**STATED PROBLEM**
Your task is to write out the complete listing exactly as it is shown.

**Data listing**
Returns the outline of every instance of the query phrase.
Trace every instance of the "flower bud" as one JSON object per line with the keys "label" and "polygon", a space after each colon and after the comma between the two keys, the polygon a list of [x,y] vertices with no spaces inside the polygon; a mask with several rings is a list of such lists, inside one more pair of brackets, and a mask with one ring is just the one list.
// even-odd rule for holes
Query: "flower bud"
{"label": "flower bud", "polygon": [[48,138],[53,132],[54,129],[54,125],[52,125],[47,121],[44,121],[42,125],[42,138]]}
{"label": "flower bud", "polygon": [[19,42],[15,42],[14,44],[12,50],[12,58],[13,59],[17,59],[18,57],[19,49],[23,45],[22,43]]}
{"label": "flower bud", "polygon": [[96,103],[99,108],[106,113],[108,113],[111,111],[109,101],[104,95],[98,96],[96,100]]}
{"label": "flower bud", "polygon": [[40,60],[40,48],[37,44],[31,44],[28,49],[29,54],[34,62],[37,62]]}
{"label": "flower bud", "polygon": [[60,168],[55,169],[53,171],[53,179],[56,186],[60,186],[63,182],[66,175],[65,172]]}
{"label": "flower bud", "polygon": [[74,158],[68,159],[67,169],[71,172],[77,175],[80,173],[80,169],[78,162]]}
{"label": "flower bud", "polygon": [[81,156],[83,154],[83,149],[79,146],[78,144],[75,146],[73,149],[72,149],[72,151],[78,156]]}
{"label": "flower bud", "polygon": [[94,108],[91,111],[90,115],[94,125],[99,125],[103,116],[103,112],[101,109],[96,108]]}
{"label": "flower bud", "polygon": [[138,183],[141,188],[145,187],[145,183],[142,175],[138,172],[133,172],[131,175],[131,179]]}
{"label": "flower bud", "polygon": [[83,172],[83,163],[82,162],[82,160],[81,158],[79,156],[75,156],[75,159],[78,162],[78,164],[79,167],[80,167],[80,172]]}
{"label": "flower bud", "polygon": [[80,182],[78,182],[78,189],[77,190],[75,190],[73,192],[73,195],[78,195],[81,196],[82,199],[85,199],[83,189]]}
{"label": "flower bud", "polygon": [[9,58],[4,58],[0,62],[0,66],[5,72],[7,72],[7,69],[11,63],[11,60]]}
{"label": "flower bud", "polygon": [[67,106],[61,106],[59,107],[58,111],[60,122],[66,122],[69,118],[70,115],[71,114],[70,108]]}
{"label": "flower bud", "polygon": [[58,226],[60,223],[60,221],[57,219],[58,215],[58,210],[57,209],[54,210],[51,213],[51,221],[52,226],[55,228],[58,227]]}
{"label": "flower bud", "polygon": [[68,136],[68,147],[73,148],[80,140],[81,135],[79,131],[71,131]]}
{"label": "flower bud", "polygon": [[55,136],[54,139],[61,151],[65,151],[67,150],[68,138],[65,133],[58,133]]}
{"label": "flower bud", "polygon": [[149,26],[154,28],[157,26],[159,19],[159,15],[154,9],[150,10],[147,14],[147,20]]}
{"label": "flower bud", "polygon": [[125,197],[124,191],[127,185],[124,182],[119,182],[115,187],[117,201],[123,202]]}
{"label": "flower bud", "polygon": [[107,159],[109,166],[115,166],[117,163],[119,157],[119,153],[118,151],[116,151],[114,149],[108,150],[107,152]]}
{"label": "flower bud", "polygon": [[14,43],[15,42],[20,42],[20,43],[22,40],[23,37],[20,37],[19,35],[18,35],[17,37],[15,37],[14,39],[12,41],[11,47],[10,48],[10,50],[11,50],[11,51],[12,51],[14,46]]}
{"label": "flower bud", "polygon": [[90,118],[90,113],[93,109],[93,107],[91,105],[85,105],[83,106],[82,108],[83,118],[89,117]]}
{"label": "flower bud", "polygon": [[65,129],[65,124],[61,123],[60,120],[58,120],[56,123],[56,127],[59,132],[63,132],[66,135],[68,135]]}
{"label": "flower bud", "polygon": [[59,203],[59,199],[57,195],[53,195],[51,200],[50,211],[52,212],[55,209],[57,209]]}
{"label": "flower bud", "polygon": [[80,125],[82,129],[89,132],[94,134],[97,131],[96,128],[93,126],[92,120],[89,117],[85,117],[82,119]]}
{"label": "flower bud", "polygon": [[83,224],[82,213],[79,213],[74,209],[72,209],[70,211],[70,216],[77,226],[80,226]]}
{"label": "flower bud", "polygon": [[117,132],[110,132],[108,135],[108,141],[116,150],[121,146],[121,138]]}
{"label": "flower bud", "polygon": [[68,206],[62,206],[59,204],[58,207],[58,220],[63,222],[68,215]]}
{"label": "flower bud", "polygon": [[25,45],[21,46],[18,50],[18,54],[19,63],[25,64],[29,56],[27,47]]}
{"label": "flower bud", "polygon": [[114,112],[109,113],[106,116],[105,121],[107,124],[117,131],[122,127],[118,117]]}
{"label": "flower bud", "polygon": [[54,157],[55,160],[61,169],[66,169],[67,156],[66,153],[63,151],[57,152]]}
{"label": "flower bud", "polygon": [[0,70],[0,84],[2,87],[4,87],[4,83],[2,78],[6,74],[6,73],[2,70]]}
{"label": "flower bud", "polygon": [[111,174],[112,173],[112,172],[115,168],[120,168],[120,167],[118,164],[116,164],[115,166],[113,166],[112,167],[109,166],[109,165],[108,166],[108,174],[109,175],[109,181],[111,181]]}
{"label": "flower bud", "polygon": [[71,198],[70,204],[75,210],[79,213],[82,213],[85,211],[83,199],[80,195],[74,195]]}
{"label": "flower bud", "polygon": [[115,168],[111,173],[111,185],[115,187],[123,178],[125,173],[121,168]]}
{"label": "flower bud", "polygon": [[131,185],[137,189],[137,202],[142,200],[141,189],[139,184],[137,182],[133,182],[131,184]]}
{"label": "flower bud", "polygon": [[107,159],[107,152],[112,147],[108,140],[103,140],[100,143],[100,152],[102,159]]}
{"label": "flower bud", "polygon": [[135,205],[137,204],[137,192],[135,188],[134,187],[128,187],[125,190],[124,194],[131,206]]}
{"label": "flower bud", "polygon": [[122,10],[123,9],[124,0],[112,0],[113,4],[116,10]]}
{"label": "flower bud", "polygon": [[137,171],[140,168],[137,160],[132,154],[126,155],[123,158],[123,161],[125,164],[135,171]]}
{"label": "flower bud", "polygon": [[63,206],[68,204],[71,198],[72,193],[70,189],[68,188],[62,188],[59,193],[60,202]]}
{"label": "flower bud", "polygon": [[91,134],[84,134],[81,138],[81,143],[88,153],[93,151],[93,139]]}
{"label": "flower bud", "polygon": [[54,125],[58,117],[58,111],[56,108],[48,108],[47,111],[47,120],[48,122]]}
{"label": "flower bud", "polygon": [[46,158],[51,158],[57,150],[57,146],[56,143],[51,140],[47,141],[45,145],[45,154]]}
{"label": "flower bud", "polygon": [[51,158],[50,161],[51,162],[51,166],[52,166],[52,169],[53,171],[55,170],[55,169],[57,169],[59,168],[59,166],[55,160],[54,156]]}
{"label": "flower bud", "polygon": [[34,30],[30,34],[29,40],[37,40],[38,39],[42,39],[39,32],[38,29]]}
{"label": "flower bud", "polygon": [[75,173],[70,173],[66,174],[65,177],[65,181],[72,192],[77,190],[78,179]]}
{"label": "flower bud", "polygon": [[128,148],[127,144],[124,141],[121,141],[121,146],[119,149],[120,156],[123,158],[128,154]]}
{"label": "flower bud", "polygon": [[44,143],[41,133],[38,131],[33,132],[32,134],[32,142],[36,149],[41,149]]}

**RESULT BELOW**
Returns the outline of every instance of the query phrase.
Trace every instance of the "flower bud" as one JSON object per line with the keys "label" and "polygon", a space after each colon and after the comma between the two keys, the polygon a list of [x,y] vertices with no spaces inside the polygon; a mask with several rings is a list of such lists, inside one more pair of brackets, and a mask with one ring is just the one list.
// even-odd rule for holes
Query: "flower bud"
{"label": "flower bud", "polygon": [[48,138],[53,132],[54,129],[54,125],[52,125],[47,121],[44,121],[42,125],[42,138]]}
{"label": "flower bud", "polygon": [[19,42],[15,42],[14,44],[12,50],[12,58],[13,59],[17,59],[18,57],[19,49],[23,45],[22,43]]}
{"label": "flower bud", "polygon": [[96,103],[99,108],[106,113],[108,113],[111,111],[109,101],[104,95],[98,96],[96,100]]}
{"label": "flower bud", "polygon": [[40,60],[40,48],[37,44],[31,44],[28,49],[29,54],[34,62],[37,62]]}
{"label": "flower bud", "polygon": [[60,168],[55,169],[53,171],[53,179],[56,186],[60,186],[63,182],[66,175],[65,172]]}
{"label": "flower bud", "polygon": [[74,158],[68,159],[67,169],[71,172],[77,175],[80,173],[80,169],[78,162]]}
{"label": "flower bud", "polygon": [[81,156],[83,154],[83,149],[79,146],[78,144],[75,146],[73,149],[72,149],[72,151],[78,156]]}
{"label": "flower bud", "polygon": [[94,108],[91,111],[90,115],[94,125],[99,125],[103,116],[103,112],[101,109],[96,108]]}
{"label": "flower bud", "polygon": [[138,183],[141,188],[145,187],[145,183],[142,175],[138,172],[133,172],[131,175],[131,179]]}
{"label": "flower bud", "polygon": [[83,172],[83,163],[82,162],[82,160],[81,158],[79,156],[75,156],[75,159],[78,162],[78,164],[79,167],[80,167],[80,172]]}
{"label": "flower bud", "polygon": [[80,182],[78,182],[78,189],[77,190],[75,190],[73,192],[73,195],[78,195],[81,196],[82,199],[85,199],[83,189]]}
{"label": "flower bud", "polygon": [[9,58],[4,58],[0,62],[0,66],[5,72],[7,72],[7,69],[11,63],[11,60]]}
{"label": "flower bud", "polygon": [[67,106],[61,106],[59,107],[58,111],[60,122],[66,122],[69,118],[70,115],[71,114],[70,108]]}
{"label": "flower bud", "polygon": [[58,226],[60,223],[60,221],[57,219],[58,215],[58,210],[57,209],[54,210],[51,213],[51,221],[52,226],[55,228],[58,227]]}
{"label": "flower bud", "polygon": [[68,136],[68,147],[73,148],[80,140],[81,135],[79,131],[71,131]]}
{"label": "flower bud", "polygon": [[55,136],[54,139],[61,151],[65,151],[67,150],[68,138],[65,133],[58,133]]}
{"label": "flower bud", "polygon": [[149,26],[154,28],[157,26],[159,19],[159,15],[154,9],[150,10],[147,14],[147,20]]}
{"label": "flower bud", "polygon": [[125,197],[124,191],[127,185],[124,182],[119,182],[115,187],[117,201],[123,202]]}
{"label": "flower bud", "polygon": [[107,159],[109,166],[115,166],[117,163],[119,157],[119,153],[118,151],[116,151],[114,149],[108,150],[107,152]]}
{"label": "flower bud", "polygon": [[14,43],[15,42],[20,42],[20,43],[22,40],[23,37],[20,37],[19,35],[18,35],[17,37],[15,37],[14,39],[12,41],[11,47],[10,48],[10,50],[11,50],[11,51],[12,51],[14,46]]}
{"label": "flower bud", "polygon": [[90,118],[90,113],[93,109],[93,107],[91,105],[85,105],[83,106],[82,108],[83,118],[89,117]]}
{"label": "flower bud", "polygon": [[65,129],[65,124],[61,123],[60,120],[58,120],[56,123],[56,127],[59,132],[63,132],[66,135],[68,135]]}
{"label": "flower bud", "polygon": [[59,203],[59,199],[57,195],[53,195],[51,200],[50,211],[52,212],[55,209],[57,209]]}
{"label": "flower bud", "polygon": [[80,125],[82,129],[89,132],[94,134],[97,131],[96,128],[93,126],[92,120],[89,117],[85,117],[82,119]]}
{"label": "flower bud", "polygon": [[83,224],[82,213],[79,213],[74,209],[72,209],[70,211],[70,216],[77,226],[80,226]]}
{"label": "flower bud", "polygon": [[117,132],[110,132],[108,135],[108,141],[116,150],[121,146],[121,138]]}
{"label": "flower bud", "polygon": [[68,206],[62,206],[59,204],[58,207],[58,220],[63,222],[68,215]]}
{"label": "flower bud", "polygon": [[25,45],[21,46],[18,50],[18,54],[19,63],[25,64],[29,56],[27,47]]}
{"label": "flower bud", "polygon": [[114,112],[109,113],[106,116],[105,121],[107,124],[117,131],[122,127],[118,117]]}
{"label": "flower bud", "polygon": [[54,157],[55,160],[61,169],[66,169],[67,156],[66,153],[63,151],[57,152]]}
{"label": "flower bud", "polygon": [[0,70],[0,84],[2,87],[4,87],[4,83],[2,78],[6,74],[6,73],[2,70]]}
{"label": "flower bud", "polygon": [[111,174],[112,173],[112,172],[115,168],[120,168],[120,167],[118,164],[116,164],[115,166],[113,166],[112,167],[109,166],[109,165],[108,166],[108,174],[109,175],[109,181],[111,181]]}
{"label": "flower bud", "polygon": [[71,198],[70,204],[75,210],[79,213],[82,213],[85,211],[83,199],[80,195],[74,195]]}
{"label": "flower bud", "polygon": [[115,168],[111,173],[111,185],[115,187],[123,178],[125,173],[121,168]]}
{"label": "flower bud", "polygon": [[131,185],[137,189],[137,202],[142,200],[141,189],[139,184],[137,182],[133,182],[131,184]]}
{"label": "flower bud", "polygon": [[107,159],[107,152],[112,147],[108,140],[103,140],[100,143],[100,152],[102,159]]}
{"label": "flower bud", "polygon": [[135,205],[137,204],[137,192],[135,188],[134,187],[128,187],[125,190],[124,194],[131,206]]}
{"label": "flower bud", "polygon": [[122,10],[123,9],[124,0],[112,0],[113,4],[116,10]]}
{"label": "flower bud", "polygon": [[137,171],[140,168],[137,160],[132,154],[126,155],[123,158],[123,161],[125,164],[135,171]]}
{"label": "flower bud", "polygon": [[63,206],[68,204],[71,198],[72,193],[70,189],[68,188],[62,188],[59,193],[60,202]]}
{"label": "flower bud", "polygon": [[91,134],[84,134],[81,138],[81,143],[88,153],[93,151],[93,139]]}
{"label": "flower bud", "polygon": [[54,125],[58,117],[58,111],[56,108],[48,108],[47,111],[47,120],[48,122]]}
{"label": "flower bud", "polygon": [[46,158],[51,158],[57,150],[57,146],[56,143],[51,140],[47,141],[45,145],[45,154]]}
{"label": "flower bud", "polygon": [[51,158],[50,161],[51,162],[51,166],[52,166],[52,169],[53,171],[55,170],[55,169],[57,169],[59,168],[59,166],[55,160],[54,156]]}
{"label": "flower bud", "polygon": [[34,30],[30,34],[29,40],[37,40],[38,39],[42,39],[39,32],[38,29]]}
{"label": "flower bud", "polygon": [[75,173],[70,173],[66,174],[65,177],[65,181],[72,192],[77,190],[78,179]]}
{"label": "flower bud", "polygon": [[128,148],[127,144],[124,141],[121,141],[121,146],[119,149],[120,156],[123,158],[128,154]]}
{"label": "flower bud", "polygon": [[44,143],[41,133],[38,131],[33,132],[32,134],[32,142],[36,149],[41,149]]}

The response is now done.